=== Work task ===
Retype all the records with nothing changed.

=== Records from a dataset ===
-- Opening Marker --

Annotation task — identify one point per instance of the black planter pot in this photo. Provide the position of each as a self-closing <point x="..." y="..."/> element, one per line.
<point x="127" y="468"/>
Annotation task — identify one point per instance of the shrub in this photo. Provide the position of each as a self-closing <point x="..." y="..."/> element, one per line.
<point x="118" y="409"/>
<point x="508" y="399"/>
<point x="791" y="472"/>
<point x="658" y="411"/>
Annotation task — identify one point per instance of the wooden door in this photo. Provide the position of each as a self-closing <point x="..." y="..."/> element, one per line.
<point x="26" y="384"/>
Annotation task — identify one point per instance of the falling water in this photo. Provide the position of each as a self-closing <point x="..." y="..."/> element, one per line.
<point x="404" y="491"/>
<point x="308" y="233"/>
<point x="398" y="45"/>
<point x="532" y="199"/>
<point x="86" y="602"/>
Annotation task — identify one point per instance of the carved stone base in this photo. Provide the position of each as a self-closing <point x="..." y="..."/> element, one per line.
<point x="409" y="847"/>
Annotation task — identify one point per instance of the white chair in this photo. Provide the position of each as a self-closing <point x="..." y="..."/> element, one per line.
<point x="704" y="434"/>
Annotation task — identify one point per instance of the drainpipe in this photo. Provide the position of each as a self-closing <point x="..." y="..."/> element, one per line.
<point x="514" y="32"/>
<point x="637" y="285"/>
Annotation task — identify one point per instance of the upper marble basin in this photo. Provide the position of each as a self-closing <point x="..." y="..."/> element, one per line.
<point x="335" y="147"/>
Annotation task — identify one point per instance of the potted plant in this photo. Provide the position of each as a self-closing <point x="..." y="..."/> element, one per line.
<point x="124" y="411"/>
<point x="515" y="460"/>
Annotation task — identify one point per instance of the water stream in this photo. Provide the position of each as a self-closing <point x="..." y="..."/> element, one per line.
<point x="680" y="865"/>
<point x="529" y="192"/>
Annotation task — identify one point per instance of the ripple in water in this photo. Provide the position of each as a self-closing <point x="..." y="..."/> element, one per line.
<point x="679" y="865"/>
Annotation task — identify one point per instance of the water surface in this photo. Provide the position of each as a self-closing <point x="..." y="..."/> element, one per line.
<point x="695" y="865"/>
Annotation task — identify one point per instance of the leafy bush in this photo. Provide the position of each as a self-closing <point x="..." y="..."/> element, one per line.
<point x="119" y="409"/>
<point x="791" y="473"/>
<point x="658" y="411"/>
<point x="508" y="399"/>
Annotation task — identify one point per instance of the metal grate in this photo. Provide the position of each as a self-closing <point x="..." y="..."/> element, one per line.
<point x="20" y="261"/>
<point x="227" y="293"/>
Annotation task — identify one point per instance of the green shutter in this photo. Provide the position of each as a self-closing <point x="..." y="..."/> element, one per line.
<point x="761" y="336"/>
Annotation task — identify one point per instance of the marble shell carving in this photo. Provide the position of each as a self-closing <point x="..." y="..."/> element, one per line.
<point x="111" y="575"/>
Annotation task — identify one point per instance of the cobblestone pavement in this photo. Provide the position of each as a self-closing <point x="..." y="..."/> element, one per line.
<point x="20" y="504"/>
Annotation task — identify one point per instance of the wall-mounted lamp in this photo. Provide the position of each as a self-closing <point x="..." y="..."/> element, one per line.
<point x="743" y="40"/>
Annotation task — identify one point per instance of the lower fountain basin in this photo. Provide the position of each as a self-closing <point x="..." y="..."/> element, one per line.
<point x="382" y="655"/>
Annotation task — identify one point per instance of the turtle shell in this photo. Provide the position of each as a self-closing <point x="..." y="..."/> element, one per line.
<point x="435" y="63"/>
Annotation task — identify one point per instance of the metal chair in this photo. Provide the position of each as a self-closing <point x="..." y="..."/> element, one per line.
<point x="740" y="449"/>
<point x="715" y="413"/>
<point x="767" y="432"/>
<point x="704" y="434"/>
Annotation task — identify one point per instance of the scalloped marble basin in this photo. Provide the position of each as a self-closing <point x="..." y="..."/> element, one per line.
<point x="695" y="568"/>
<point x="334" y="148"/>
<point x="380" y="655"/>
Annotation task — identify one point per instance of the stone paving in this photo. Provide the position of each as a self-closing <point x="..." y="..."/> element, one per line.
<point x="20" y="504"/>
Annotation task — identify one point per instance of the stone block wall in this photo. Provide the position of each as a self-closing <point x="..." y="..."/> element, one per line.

-- Closing Marker --

=== Written reply ===
Annotation task — identify one point per instance of the black planter pot in this photo. Provide the position of each as a self-closing <point x="..." y="..."/> element, one per line.
<point x="127" y="468"/>
Annotation task — identify one point per instance of the shrub in this photo. Provide the position of each as a self-closing <point x="..." y="..."/> element, one per line.
<point x="118" y="409"/>
<point x="508" y="399"/>
<point x="791" y="472"/>
<point x="658" y="411"/>
Annotation task — identify one point per instance of the wooden door in this photo. Provide the position of each as a self-closing <point x="..." y="..."/> element, one per line.
<point x="26" y="384"/>
Annotation task — identify one point per instance of the falling water in this photo. Provide the position of each as a self-closing <point x="..." y="..."/> element, one per line.
<point x="404" y="491"/>
<point x="308" y="233"/>
<point x="398" y="45"/>
<point x="532" y="199"/>
<point x="86" y="602"/>
Annotation task — identify one point per instance of the carved stone base in this photo. Provide the position of each as a self-closing <point x="..." y="..."/> element, one per line.
<point x="409" y="847"/>
Annotation task — identify one point per instance of the white chair in this photo. Provide the position of each as a self-closing <point x="..." y="..."/> element, one per line.
<point x="704" y="434"/>
Annotation task — identify one point per instance of the drainpipe in this photo. Provide the position of each as a self-closing <point x="..." y="..."/> element, one per line.
<point x="514" y="32"/>
<point x="637" y="285"/>
Annotation task — identify one point per instance of the upper marble basin in this photo. Provide the position of each as a self-closing <point x="..." y="..."/> element, one per line.
<point x="335" y="147"/>
Annotation task — identify one point per instance of the potted plant in this photo. Provide the position of each as a self-closing <point x="..." y="..."/> element, one per line.
<point x="124" y="411"/>
<point x="515" y="460"/>
Annotation task — identify one point per instance of the water stream in this photo. Provide the position of each as a self-closing <point x="..." y="..."/> element, one per line.
<point x="680" y="865"/>
<point x="529" y="192"/>
Annotation task — identify one point per instance of the ripple in water in this photo. Provide the position of each as a self-closing <point x="..." y="..."/> element, one per line.
<point x="679" y="865"/>
Annotation task — identify one point per instance of the water surface in this photo. Provide the position of each as a self-closing <point x="..." y="..."/> element, one per line.
<point x="695" y="865"/>
Annotation task — identify one point per instance of the leafy bush in this photo. Provide the position of each as a self-closing <point x="..." y="..."/> element, one per line.
<point x="119" y="409"/>
<point x="791" y="473"/>
<point x="658" y="411"/>
<point x="508" y="399"/>
Annotation task — identify one point per instance of the metal grate in this photo. Provide the position of each as a self-closing <point x="..." y="..."/> element, one per line.
<point x="20" y="261"/>
<point x="227" y="293"/>
Annotation task — identify one point per instance of the green shutter in this photo. Provide the position of each as a self-closing <point x="..." y="..."/> element, one per line.
<point x="761" y="336"/>
Annotation task — identify one point per instance of the marble shell carving in this photo. Provide the position of each as a self-closing <point x="..." y="..."/> element, one per line.
<point x="111" y="575"/>
Annotation task — identify one point per instance of the cobblestone pavement in this photo. Provide the position of each as a self-closing <point x="..." y="..."/> element, one per line.
<point x="20" y="504"/>
Annotation task — identify one point per instance of the wall-mounted lamp in this photo. Provide the position of each as a self-closing <point x="..." y="..."/> element, one per line.
<point x="743" y="40"/>
Annotation task — identify one point per instance of the lower fountain basin in this photo. Provide the position of each as a self-closing <point x="..." y="..."/> element, one per line.
<point x="382" y="655"/>
Annotation task — identify one point per instance of the turtle shell in this photo. Provide the position of each as a self-closing <point x="..." y="..."/> element, one per line.
<point x="435" y="63"/>
Annotation task — identify one point per instance of the metal chair in this photo. Provide the position of each as a self-closing <point x="..." y="..."/> element, one per line.
<point x="740" y="449"/>
<point x="715" y="413"/>
<point x="767" y="432"/>
<point x="704" y="434"/>
Annotation task — identify one point per instance of the scalloped marble basin in this photo. Provide the position of each as a self-closing <point x="..." y="..."/> element, one per line.
<point x="695" y="568"/>
<point x="334" y="148"/>
<point x="380" y="655"/>
Annotation task — identify one point per instance of the stone paving in this photo. Provide the position of each as a self-closing <point x="..." y="..."/> element, one per line.
<point x="20" y="504"/>
Annotation task — identify one point per instance of the stone block wall in this photo. Provide the position of each as a self-closing <point x="..." y="..."/> element, one per line.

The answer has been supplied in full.